#### Passage given:
Skip to content

Mean Summary

The Mean Summary metric calculates arithmetic mean values for specified variables, with optional segmentation.

Configuration Fields

Required Fields

  • name (string or list): Metric identifier(s)
  • dataset (string or list): Dataset identifier(s) to analyze
  • type: Must be "mean"
  • variable (string or list): variable_column name(s) for mean calculation

Optional Fields

  • segment (string or list): Segment identifier(s) for grouping analysis

Output Columns

The Mean Summary produces these output columns:

  • Standard identification columns (name, dataset, segment)
  • mean: The calculated arithmetic mean value

Data Requirements

  • Data must contain the specified variable_column(s) with numeric values
  • Missing/null values are excluded from calculation
  • If segments are specified, data must contain the segment column(s)

Fan-out Examples

Basic Configuration

- name: average_loan_amount
  type: mean
  dataset: loan_data
  variable: loan_amount

Multiple Variables

- name: [avg_income, avg_score, avg_debt]
  type: mean
  dataset: customer_data
  variable: [annual_income, credit_score, total_debt]

This expands to:

  • avg_income calculating mean of annual_income
  • avg_score calculating mean of credit_score
  • avg_debt calculating mean of total_debt

Segmented Analysis

- name: regional_income_avg
  type: mean
  dataset: customer_data
  variable: annual_income
  segment: [north, south, east, west]

This creates separate mean calculations for each region.

#### Directive A:
On the mean summary page, how are missing or null values handled?
The rows that come next were gathered from a separate source than the mean summary page.

#### Listing:
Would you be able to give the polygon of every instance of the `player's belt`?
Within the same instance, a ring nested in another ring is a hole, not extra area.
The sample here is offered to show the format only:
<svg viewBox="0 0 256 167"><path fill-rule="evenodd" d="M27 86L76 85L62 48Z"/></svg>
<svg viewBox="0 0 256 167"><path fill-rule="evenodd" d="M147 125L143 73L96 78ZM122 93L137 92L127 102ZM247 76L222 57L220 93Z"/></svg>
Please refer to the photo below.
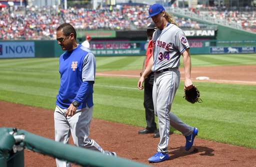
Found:
<svg viewBox="0 0 256 167"><path fill-rule="evenodd" d="M176 69L176 68L164 68L164 69L162 69L162 70L160 70L156 72L155 72L156 74L160 74L160 73L164 72L167 72L168 70L172 70Z"/></svg>

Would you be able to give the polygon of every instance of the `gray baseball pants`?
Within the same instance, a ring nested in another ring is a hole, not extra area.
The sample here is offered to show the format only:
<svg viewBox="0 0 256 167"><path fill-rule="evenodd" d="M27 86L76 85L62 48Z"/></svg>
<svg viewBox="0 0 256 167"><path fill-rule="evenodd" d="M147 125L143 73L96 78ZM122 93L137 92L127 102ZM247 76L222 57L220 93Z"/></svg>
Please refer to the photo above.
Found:
<svg viewBox="0 0 256 167"><path fill-rule="evenodd" d="M154 74L152 96L160 134L160 142L158 147L159 152L168 152L170 125L184 136L190 134L194 129L194 127L184 124L170 112L180 78L178 68Z"/></svg>
<svg viewBox="0 0 256 167"><path fill-rule="evenodd" d="M96 142L88 138L93 110L93 106L77 110L73 116L66 118L64 114L67 110L56 106L54 112L55 140L67 144L72 134L76 146L111 154L111 152L104 150ZM57 167L71 166L68 162L57 158L56 164Z"/></svg>

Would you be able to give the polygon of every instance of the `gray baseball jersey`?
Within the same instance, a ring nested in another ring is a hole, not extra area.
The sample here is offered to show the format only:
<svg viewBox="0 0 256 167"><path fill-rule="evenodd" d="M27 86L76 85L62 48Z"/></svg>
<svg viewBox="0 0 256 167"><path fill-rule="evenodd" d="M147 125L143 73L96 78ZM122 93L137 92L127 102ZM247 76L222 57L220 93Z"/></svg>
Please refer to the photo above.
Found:
<svg viewBox="0 0 256 167"><path fill-rule="evenodd" d="M152 91L160 134L158 152L168 152L170 125L184 136L191 134L194 129L170 112L180 85L180 58L190 46L183 31L172 24L162 30L158 29L153 34L152 40L154 61L152 70L158 72L155 73ZM163 70L166 68L169 69Z"/></svg>
<svg viewBox="0 0 256 167"><path fill-rule="evenodd" d="M184 32L174 24L169 24L162 30L156 30L153 34L154 63L152 72L180 66L180 58L190 48Z"/></svg>

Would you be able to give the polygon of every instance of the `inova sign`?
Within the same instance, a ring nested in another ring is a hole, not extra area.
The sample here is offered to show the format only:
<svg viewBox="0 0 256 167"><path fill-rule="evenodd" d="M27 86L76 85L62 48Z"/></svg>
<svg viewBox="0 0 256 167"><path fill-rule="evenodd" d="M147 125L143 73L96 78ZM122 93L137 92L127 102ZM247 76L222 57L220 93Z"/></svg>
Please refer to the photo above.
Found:
<svg viewBox="0 0 256 167"><path fill-rule="evenodd" d="M34 57L34 43L20 42L0 42L0 58Z"/></svg>

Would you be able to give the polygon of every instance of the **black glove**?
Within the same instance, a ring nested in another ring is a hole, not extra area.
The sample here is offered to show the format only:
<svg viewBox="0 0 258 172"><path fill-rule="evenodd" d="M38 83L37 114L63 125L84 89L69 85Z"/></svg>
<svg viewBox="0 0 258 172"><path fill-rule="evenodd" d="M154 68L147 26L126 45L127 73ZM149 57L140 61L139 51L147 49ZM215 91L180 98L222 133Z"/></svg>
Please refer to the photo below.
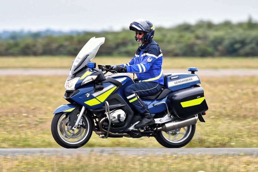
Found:
<svg viewBox="0 0 258 172"><path fill-rule="evenodd" d="M117 72L118 73L122 72L126 72L127 69L126 66L122 67L120 66L118 66L116 67L113 67L113 69Z"/></svg>

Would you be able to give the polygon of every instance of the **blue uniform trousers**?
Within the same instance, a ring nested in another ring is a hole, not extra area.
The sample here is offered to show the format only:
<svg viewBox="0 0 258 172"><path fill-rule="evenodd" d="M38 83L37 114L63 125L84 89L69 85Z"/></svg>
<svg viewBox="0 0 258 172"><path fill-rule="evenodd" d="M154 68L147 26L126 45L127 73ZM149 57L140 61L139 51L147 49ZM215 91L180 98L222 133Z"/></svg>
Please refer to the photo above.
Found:
<svg viewBox="0 0 258 172"><path fill-rule="evenodd" d="M162 88L162 85L157 82L141 82L131 85L124 91L124 95L136 110L141 114L148 109L140 97L144 97L156 93Z"/></svg>

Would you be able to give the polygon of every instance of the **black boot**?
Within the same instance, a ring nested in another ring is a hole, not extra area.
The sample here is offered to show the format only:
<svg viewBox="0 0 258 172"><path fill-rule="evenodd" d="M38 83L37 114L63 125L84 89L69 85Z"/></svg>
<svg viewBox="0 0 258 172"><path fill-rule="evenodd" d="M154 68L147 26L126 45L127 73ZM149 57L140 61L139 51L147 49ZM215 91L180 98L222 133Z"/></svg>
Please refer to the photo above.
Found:
<svg viewBox="0 0 258 172"><path fill-rule="evenodd" d="M134 128L143 128L148 125L153 124L155 123L155 120L150 113L148 110L147 109L141 115L142 118L140 122L134 126Z"/></svg>

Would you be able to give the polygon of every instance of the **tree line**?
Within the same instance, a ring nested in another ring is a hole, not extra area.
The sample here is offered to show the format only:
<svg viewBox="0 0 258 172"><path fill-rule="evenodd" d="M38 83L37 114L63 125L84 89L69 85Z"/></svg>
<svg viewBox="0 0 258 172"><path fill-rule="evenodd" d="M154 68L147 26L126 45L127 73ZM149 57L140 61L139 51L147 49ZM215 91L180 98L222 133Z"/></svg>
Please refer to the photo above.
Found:
<svg viewBox="0 0 258 172"><path fill-rule="evenodd" d="M258 23L251 17L237 24L200 21L155 29L153 39L164 57L258 56ZM91 38L95 36L106 38L98 55L131 57L138 45L134 33L128 30L58 36L34 33L22 39L0 39L0 56L76 56Z"/></svg>

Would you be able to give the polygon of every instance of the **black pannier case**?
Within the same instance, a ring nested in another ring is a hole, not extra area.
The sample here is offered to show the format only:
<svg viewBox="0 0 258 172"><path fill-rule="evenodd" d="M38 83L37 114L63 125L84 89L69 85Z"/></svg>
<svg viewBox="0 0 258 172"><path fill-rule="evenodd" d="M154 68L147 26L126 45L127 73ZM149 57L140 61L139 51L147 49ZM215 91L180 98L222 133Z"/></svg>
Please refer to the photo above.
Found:
<svg viewBox="0 0 258 172"><path fill-rule="evenodd" d="M200 87L175 91L169 95L167 98L170 101L172 114L181 119L208 110L203 89Z"/></svg>

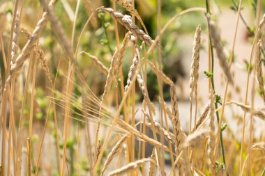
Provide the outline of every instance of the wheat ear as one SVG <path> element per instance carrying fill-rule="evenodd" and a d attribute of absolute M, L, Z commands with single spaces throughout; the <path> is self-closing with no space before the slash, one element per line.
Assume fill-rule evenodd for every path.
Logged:
<path fill-rule="evenodd" d="M 97 147 L 96 147 L 96 151 L 95 151 L 96 159 L 95 159 L 95 160 L 94 160 L 94 162 L 93 162 L 93 166 L 94 166 L 95 163 L 97 162 L 98 159 L 98 156 L 99 156 L 100 153 L 101 152 L 101 145 L 102 145 L 102 143 L 101 143 L 101 140 L 99 139 L 99 140 L 98 141 Z"/>
<path fill-rule="evenodd" d="M 22 34 L 25 35 L 25 37 L 27 39 L 31 38 L 31 34 L 26 29 L 22 28 L 21 32 Z M 52 85 L 52 81 L 51 78 L 51 73 L 50 72 L 49 67 L 47 65 L 46 59 L 45 59 L 45 57 L 44 56 L 43 50 L 41 49 L 40 45 L 38 45 L 38 47 L 36 45 L 34 45 L 34 47 L 37 51 L 38 58 L 40 59 L 41 64 L 45 70 L 46 75 L 49 79 L 50 86 L 51 86 L 51 88 L 52 88 L 53 85 Z"/>
<path fill-rule="evenodd" d="M 114 68 L 115 68 L 118 54 L 119 54 L 118 50 L 116 49 L 116 51 L 115 51 L 115 52 L 112 56 L 112 61 L 110 62 L 110 67 L 109 67 L 109 72 L 107 74 L 106 83 L 105 83 L 105 87 L 104 87 L 104 92 L 103 92 L 103 94 L 102 95 L 100 107 L 99 109 L 99 113 L 98 113 L 99 114 L 99 115 L 98 115 L 99 120 L 98 122 L 98 125 L 97 125 L 97 128 L 96 128 L 96 140 L 98 140 L 98 132 L 99 132 L 100 127 L 100 118 L 101 118 L 100 114 L 102 114 L 102 111 L 103 111 L 102 107 L 103 107 L 103 105 L 106 103 L 106 97 L 110 90 L 112 82 L 112 80 L 114 78 Z"/>
<path fill-rule="evenodd" d="M 214 127 L 214 113 L 215 113 L 215 95 L 212 90 L 210 90 L 210 138 L 209 139 L 208 143 L 208 155 L 209 157 L 209 166 L 210 166 L 210 173 L 214 172 L 213 168 L 211 167 L 211 165 L 214 163 L 214 145 L 215 142 L 215 127 Z"/>
<path fill-rule="evenodd" d="M 124 166 L 123 167 L 121 167 L 121 168 L 116 169 L 115 170 L 113 170 L 112 172 L 109 173 L 108 175 L 109 176 L 112 175 L 121 175 L 122 174 L 124 174 L 126 173 L 128 173 L 130 170 L 135 170 L 141 164 L 150 161 L 150 158 L 144 158 L 140 160 L 137 160 L 135 162 L 130 163 L 127 164 L 126 166 Z"/>
<path fill-rule="evenodd" d="M 170 136 L 170 134 L 167 131 L 166 129 L 161 127 L 161 125 L 156 121 L 155 118 L 151 118 L 150 115 L 143 109 L 139 110 L 147 117 L 148 120 L 150 122 L 150 124 L 147 124 L 146 126 L 151 128 L 151 121 L 153 121 L 153 123 L 155 126 L 156 131 L 160 134 L 162 134 L 165 136 L 165 138 L 167 140 L 167 141 L 170 141 L 172 143 L 174 143 L 174 138 L 172 138 Z"/>
<path fill-rule="evenodd" d="M 156 67 L 149 60 L 147 60 L 147 63 L 150 66 L 151 70 L 156 74 L 156 75 L 160 75 L 162 80 L 167 84 L 171 86 L 174 85 L 173 81 L 167 77 L 160 70 Z"/>
<path fill-rule="evenodd" d="M 142 26 L 146 30 L 146 26 L 144 25 L 144 23 L 142 21 L 140 15 L 139 15 L 137 10 L 136 10 L 136 9 L 135 9 L 133 8 L 132 4 L 130 2 L 129 2 L 129 1 L 127 1 L 127 0 L 126 0 L 126 1 L 116 0 L 116 2 L 118 3 L 118 4 L 121 5 L 123 7 L 124 7 L 127 10 L 127 11 L 130 12 L 130 15 L 135 16 L 136 18 L 141 23 Z"/>
<path fill-rule="evenodd" d="M 172 111 L 172 123 L 173 123 L 173 134 L 176 136 L 176 145 L 175 152 L 176 155 L 178 156 L 180 153 L 179 145 L 182 142 L 181 133 L 181 124 L 179 122 L 179 107 L 178 102 L 176 99 L 176 88 L 174 84 L 170 86 L 170 102 Z M 183 174 L 183 166 L 180 160 L 176 163 L 176 166 L 179 168 L 179 175 L 182 176 Z"/>
<path fill-rule="evenodd" d="M 152 154 L 150 157 L 151 160 L 156 161 L 156 148 L 153 149 Z M 149 176 L 153 176 L 156 173 L 156 164 L 153 162 L 150 163 Z"/>
<path fill-rule="evenodd" d="M 257 70 L 257 78 L 259 82 L 259 90 L 262 93 L 263 100 L 265 102 L 265 90 L 264 90 L 264 83 L 263 74 L 262 74 L 261 49 L 262 49 L 262 45 L 261 45 L 261 41 L 259 40 L 257 45 L 257 48 L 256 48 L 256 56 L 257 56 L 256 70 Z"/>
<path fill-rule="evenodd" d="M 132 83 L 132 78 L 135 74 L 136 69 L 137 68 L 139 61 L 139 57 L 140 57 L 140 51 L 142 49 L 142 47 L 140 47 L 140 49 L 138 49 L 137 45 L 136 45 L 136 38 L 134 36 L 132 36 L 132 42 L 134 43 L 135 46 L 135 54 L 132 59 L 132 63 L 130 67 L 129 73 L 128 75 L 127 79 L 127 84 L 124 87 L 124 93 L 126 93 L 128 88 L 130 86 L 130 83 Z"/>
<path fill-rule="evenodd" d="M 114 19 L 125 26 L 127 30 L 132 32 L 135 37 L 139 38 L 148 45 L 151 46 L 153 42 L 155 42 L 155 41 L 149 35 L 145 33 L 144 31 L 139 29 L 138 26 L 132 22 L 132 19 L 130 16 L 114 12 L 114 10 L 110 8 L 105 8 L 103 10 L 109 13 Z M 158 45 L 156 45 L 156 46 L 158 46 Z"/>
<path fill-rule="evenodd" d="M 221 37 L 220 33 L 217 30 L 215 23 L 208 17 L 208 23 L 209 25 L 210 35 L 213 39 L 213 47 L 216 50 L 218 58 L 219 58 L 219 65 L 221 66 L 224 74 L 225 74 L 228 82 L 233 84 L 233 78 L 228 65 L 227 58 L 227 54 L 221 42 Z"/>
<path fill-rule="evenodd" d="M 201 47 L 201 25 L 199 24 L 196 29 L 195 35 L 194 35 L 192 57 L 190 73 L 190 125 L 191 125 L 192 114 L 193 93 L 195 94 L 195 102 L 197 102 L 200 47 Z M 196 119 L 196 117 L 195 117 L 195 119 Z"/>
<path fill-rule="evenodd" d="M 103 176 L 104 172 L 106 170 L 107 167 L 109 166 L 109 163 L 112 161 L 114 155 L 118 152 L 118 151 L 121 148 L 124 141 L 126 140 L 127 135 L 122 137 L 118 143 L 115 145 L 115 146 L 112 148 L 110 153 L 107 155 L 106 161 L 105 161 L 103 168 L 101 170 L 100 176 Z"/>
<path fill-rule="evenodd" d="M 49 6 L 52 6 L 54 3 L 54 0 L 52 0 L 49 3 Z M 16 62 L 11 65 L 10 75 L 6 79 L 6 86 L 8 85 L 11 81 L 12 77 L 18 72 L 23 63 L 26 61 L 26 56 L 29 54 L 29 52 L 31 51 L 32 48 L 34 46 L 35 42 L 38 39 L 41 31 L 43 31 L 44 26 L 45 26 L 48 19 L 47 13 L 44 12 L 40 19 L 38 22 L 37 26 L 32 33 L 31 38 L 28 40 L 26 44 L 23 47 L 21 54 L 17 56 Z"/>
<path fill-rule="evenodd" d="M 265 113 L 262 110 L 255 109 L 252 108 L 251 106 L 245 105 L 244 104 L 235 102 L 228 102 L 227 104 L 236 104 L 236 106 L 241 107 L 245 112 L 252 113 L 252 115 L 254 116 L 258 117 L 260 119 L 265 120 Z M 251 112 L 251 111 L 252 111 Z"/>
<path fill-rule="evenodd" d="M 131 33 L 130 32 L 126 33 L 126 35 L 124 37 L 123 42 L 121 44 L 121 46 L 120 47 L 119 54 L 117 58 L 117 64 L 115 68 L 116 77 L 118 77 L 119 74 L 120 68 L 123 63 L 123 58 L 125 55 L 125 51 L 126 49 L 127 45 L 129 42 L 129 38 L 130 38 L 130 33 Z"/>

#### Directive B:
In the rows, copy character for character the lines beginning with the one that contains "the **black boot**?" and ending after the one that contains "87L175 91L169 95L167".

#### Correct response A:
They are excluded from the calculation.

#### Correct response B:
Would you be able to give the polygon of every instance of the **black boot**?
Within the same instance, a ring nested in another ring is a hole, not extra area.
The sample here is offered to show the format only:
<svg viewBox="0 0 258 172"><path fill-rule="evenodd" d="M38 83L37 114L63 125L84 89L69 85Z"/></svg>
<svg viewBox="0 0 258 172"><path fill-rule="evenodd" d="M154 68L147 26L126 45L127 73ZM149 57L140 61L139 51L147 49ZM215 91L180 98L222 133Z"/></svg>
Please refer to the photo above.
Found:
<svg viewBox="0 0 258 172"><path fill-rule="evenodd" d="M134 128L143 128L148 125L153 124L155 123L155 120L150 113L148 110L147 109L141 115L142 118L140 122L134 126Z"/></svg>

Would you be able to give the polygon of every instance of the **tree line**?
Within the same instance, a ring nested in another ring is a hole, not extra area.
The sample here is offered to show the format only:
<svg viewBox="0 0 258 172"><path fill-rule="evenodd" d="M38 83L37 114L63 125L84 89L69 85Z"/></svg>
<svg viewBox="0 0 258 172"><path fill-rule="evenodd" d="M154 68L147 26L126 45L127 73ZM149 57L140 61L139 51L147 49ZM215 91L180 98L222 133Z"/></svg>
Please refer to the photo above.
Found:
<svg viewBox="0 0 258 172"><path fill-rule="evenodd" d="M258 23L251 17L237 24L200 21L155 29L153 39L164 57L258 56ZM91 38L95 36L106 38L98 55L131 57L138 45L134 33L128 30L58 36L34 33L22 39L0 39L0 56L76 56Z"/></svg>

Would you be able to give the polygon of every instance of the **black pannier case**?
Within the same instance, a ring nested in another ring is a hole, not extra area.
The sample here is offered to show the format only:
<svg viewBox="0 0 258 172"><path fill-rule="evenodd" d="M38 83L37 114L63 125L84 89L69 85Z"/></svg>
<svg viewBox="0 0 258 172"><path fill-rule="evenodd" d="M154 68L147 26L126 45L127 73ZM149 57L140 61L139 51L147 49ZM215 91L180 98L222 133Z"/></svg>
Please refer to the photo above.
Found:
<svg viewBox="0 0 258 172"><path fill-rule="evenodd" d="M200 87L175 91L169 95L167 98L170 101L172 114L181 119L208 110L203 89Z"/></svg>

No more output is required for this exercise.